-- WHAT YOU SHOULD DO --
In the data below, find every line with the string "wheel" and pull it out.

:: LISTED ENTRIES ::

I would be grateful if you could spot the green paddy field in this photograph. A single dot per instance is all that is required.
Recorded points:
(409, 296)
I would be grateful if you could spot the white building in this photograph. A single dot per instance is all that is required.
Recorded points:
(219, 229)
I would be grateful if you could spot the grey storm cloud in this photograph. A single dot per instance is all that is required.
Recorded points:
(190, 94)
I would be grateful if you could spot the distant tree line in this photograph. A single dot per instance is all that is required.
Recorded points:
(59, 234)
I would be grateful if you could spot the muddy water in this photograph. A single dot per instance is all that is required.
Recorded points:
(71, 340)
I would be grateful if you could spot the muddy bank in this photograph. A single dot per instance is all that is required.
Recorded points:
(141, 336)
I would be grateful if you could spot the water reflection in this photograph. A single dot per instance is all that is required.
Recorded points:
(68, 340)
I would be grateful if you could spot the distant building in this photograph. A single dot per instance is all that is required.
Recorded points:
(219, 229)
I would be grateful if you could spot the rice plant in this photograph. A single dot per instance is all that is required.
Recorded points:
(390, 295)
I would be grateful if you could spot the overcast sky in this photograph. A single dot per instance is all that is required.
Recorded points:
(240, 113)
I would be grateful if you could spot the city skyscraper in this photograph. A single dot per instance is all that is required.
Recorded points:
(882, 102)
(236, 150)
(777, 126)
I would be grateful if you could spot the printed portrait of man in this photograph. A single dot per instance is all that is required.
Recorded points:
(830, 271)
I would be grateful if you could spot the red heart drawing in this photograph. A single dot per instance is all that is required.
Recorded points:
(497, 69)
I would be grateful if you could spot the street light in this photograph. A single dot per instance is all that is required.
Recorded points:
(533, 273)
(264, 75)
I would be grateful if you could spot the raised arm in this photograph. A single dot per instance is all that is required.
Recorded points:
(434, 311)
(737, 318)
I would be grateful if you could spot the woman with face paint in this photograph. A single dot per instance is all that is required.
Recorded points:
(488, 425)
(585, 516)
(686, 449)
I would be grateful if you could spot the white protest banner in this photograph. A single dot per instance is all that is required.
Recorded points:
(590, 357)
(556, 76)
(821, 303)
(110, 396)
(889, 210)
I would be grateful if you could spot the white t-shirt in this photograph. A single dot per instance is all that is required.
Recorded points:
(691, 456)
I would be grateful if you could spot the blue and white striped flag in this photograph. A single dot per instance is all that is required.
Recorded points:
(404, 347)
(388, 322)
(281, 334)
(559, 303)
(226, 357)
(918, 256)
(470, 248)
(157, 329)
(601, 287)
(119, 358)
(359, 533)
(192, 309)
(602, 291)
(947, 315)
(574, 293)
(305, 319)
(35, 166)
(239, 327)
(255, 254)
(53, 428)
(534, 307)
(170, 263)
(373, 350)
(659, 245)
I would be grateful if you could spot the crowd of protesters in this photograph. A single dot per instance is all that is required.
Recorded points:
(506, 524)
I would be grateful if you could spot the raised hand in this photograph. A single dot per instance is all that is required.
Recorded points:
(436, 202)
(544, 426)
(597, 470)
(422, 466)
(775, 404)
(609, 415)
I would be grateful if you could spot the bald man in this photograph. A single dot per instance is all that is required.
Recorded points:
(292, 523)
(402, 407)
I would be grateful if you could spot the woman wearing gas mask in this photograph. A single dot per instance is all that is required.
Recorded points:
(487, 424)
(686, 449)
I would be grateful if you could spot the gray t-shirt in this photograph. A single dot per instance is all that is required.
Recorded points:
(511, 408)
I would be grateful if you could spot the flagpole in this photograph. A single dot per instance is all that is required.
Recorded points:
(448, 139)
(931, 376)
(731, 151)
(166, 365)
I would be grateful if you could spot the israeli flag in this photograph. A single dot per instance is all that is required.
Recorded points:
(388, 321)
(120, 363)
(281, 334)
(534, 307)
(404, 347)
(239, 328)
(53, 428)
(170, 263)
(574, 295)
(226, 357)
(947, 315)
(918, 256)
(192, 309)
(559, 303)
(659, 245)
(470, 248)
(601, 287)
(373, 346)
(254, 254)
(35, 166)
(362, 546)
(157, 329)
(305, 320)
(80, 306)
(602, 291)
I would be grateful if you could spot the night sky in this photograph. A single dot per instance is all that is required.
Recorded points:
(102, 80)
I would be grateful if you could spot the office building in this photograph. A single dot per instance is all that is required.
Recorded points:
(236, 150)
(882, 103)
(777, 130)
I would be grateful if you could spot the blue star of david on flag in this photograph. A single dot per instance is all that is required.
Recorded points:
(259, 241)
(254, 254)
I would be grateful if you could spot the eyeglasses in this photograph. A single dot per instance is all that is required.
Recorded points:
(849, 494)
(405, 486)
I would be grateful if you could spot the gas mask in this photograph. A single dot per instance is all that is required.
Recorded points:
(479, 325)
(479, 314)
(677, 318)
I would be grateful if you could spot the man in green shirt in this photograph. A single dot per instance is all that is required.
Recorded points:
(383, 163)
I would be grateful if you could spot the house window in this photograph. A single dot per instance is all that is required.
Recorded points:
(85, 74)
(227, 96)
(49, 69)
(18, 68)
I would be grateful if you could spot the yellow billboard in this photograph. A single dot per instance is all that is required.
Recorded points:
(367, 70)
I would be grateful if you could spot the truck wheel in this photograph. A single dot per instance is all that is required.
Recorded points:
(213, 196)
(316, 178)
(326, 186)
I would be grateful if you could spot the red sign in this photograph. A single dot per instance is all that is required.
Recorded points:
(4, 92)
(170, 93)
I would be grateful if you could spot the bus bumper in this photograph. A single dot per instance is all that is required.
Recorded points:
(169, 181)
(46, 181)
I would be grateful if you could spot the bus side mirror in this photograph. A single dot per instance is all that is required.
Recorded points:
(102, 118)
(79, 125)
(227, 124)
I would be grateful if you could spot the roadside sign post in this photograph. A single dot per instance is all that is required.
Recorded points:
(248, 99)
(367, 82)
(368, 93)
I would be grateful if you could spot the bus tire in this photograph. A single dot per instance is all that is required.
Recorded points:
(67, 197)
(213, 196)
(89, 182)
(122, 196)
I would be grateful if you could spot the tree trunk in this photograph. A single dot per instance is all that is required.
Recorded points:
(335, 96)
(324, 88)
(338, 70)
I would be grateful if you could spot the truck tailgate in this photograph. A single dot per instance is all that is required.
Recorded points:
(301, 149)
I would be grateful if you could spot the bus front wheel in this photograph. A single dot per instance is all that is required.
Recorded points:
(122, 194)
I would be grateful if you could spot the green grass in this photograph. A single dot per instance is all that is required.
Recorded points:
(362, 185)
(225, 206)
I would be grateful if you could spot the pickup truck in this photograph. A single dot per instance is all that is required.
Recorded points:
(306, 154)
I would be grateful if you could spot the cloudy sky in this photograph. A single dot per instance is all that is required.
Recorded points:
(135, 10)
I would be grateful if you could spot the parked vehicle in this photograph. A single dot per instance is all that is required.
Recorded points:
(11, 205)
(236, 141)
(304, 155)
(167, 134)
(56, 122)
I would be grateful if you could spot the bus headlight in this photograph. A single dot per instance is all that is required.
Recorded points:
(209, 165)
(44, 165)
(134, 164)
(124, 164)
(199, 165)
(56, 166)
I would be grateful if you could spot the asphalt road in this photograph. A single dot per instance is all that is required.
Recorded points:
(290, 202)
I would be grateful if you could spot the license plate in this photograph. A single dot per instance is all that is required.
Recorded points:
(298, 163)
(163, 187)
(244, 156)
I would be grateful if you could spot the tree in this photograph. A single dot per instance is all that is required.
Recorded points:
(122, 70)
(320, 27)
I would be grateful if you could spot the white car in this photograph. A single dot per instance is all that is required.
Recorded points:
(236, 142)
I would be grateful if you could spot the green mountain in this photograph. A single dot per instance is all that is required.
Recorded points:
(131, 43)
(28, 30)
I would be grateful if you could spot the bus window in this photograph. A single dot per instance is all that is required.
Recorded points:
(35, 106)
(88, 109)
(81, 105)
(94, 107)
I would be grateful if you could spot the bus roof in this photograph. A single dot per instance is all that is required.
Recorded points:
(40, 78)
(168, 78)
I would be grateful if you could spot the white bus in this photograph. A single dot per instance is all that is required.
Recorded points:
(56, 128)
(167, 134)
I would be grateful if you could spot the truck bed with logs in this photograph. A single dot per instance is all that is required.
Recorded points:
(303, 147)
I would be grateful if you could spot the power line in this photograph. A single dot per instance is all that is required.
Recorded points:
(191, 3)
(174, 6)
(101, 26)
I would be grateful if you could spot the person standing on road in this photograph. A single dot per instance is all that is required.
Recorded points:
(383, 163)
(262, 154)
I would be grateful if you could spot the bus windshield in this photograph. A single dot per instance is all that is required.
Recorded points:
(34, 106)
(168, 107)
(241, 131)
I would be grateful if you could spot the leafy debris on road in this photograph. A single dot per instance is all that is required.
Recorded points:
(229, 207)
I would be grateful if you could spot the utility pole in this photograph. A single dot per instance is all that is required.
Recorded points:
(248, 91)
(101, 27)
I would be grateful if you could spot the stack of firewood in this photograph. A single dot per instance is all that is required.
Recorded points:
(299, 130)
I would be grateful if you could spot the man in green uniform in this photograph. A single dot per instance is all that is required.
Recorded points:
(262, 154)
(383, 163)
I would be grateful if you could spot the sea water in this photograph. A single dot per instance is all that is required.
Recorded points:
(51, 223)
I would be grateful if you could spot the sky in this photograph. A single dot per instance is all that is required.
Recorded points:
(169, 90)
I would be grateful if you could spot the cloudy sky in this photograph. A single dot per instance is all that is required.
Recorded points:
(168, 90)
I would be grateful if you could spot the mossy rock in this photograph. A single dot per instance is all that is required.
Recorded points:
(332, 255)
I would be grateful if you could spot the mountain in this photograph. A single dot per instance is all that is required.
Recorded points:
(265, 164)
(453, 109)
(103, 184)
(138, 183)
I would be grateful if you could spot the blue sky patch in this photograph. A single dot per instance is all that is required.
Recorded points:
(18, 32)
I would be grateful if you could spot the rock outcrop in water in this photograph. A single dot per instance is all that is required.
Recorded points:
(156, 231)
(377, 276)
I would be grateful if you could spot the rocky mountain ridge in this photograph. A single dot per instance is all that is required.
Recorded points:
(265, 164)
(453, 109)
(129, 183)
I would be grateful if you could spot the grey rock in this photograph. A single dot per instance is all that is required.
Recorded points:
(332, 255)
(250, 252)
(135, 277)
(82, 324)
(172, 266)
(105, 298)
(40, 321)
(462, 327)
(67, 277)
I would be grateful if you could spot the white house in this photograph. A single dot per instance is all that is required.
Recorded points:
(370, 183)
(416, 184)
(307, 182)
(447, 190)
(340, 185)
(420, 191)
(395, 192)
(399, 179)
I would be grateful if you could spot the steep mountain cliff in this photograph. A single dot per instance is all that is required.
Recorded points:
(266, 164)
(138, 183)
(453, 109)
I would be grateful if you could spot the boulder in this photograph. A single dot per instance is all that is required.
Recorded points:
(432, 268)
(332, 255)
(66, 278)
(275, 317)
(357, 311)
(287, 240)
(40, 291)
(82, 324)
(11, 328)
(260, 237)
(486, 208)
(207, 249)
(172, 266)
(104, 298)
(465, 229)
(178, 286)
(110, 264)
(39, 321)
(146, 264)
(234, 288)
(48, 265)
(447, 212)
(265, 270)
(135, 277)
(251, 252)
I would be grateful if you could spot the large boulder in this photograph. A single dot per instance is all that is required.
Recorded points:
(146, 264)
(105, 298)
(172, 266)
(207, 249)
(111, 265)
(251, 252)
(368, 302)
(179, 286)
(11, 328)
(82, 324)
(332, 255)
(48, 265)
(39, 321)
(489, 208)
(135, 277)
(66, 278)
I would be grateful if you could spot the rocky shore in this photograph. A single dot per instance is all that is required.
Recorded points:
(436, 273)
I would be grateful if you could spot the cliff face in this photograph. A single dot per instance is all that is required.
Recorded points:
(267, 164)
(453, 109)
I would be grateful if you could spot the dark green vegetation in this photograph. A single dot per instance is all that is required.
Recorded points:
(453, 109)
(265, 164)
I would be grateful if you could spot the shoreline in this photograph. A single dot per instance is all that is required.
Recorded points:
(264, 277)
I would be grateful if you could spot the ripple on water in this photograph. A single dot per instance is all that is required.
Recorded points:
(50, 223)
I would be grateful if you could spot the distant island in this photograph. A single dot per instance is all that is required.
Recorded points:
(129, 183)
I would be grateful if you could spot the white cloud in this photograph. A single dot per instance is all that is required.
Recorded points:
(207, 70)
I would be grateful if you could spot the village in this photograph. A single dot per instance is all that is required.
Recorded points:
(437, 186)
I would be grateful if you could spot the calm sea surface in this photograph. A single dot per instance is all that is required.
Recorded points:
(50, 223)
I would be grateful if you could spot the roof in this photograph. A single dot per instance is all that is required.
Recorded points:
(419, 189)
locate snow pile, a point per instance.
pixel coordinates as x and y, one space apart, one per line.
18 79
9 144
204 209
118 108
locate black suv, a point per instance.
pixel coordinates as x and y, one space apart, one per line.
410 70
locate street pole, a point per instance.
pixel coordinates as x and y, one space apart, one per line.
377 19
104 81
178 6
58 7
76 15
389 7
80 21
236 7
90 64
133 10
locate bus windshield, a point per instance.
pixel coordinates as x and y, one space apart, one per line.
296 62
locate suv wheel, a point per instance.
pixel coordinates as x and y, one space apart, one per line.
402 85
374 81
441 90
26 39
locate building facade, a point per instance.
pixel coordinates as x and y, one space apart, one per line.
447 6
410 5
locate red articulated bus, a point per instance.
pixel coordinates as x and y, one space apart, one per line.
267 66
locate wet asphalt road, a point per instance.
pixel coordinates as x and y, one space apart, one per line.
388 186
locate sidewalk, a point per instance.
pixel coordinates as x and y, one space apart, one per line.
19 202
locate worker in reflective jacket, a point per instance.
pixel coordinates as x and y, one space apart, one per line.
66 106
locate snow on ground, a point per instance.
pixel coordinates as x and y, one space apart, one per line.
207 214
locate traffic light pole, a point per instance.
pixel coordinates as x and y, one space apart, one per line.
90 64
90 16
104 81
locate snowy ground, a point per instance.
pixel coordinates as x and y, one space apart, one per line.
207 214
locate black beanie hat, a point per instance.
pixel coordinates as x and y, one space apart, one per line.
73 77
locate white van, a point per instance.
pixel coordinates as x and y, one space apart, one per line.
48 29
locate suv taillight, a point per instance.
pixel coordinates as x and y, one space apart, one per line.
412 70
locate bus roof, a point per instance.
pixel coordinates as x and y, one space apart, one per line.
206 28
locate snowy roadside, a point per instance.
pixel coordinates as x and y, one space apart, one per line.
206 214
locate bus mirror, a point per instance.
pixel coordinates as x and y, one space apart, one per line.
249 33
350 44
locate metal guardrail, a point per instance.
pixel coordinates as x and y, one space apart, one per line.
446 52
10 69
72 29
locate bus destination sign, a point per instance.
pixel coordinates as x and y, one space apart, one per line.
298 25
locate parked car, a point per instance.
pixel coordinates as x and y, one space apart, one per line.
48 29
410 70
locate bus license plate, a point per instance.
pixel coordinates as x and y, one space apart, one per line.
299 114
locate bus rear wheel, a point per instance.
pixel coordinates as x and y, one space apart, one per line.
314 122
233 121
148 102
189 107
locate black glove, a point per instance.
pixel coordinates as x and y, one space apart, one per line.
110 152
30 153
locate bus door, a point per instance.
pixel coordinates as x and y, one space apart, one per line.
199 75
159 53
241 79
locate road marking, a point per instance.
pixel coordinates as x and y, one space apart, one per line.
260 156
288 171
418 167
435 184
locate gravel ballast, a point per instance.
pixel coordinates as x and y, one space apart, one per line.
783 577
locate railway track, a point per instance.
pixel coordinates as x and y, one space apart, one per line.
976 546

:::

-- EXERCISE OUTPUT --
I would be grateful if you could spot the truck wheel in this photograph. A single dot per instance is all that is required.
I would be grateful if you could spot the bus front wheel in this photograph. A single dot per instance is all that is required.
locate suv wheel, a point per instance.
locate bus rear wheel, a point per instance.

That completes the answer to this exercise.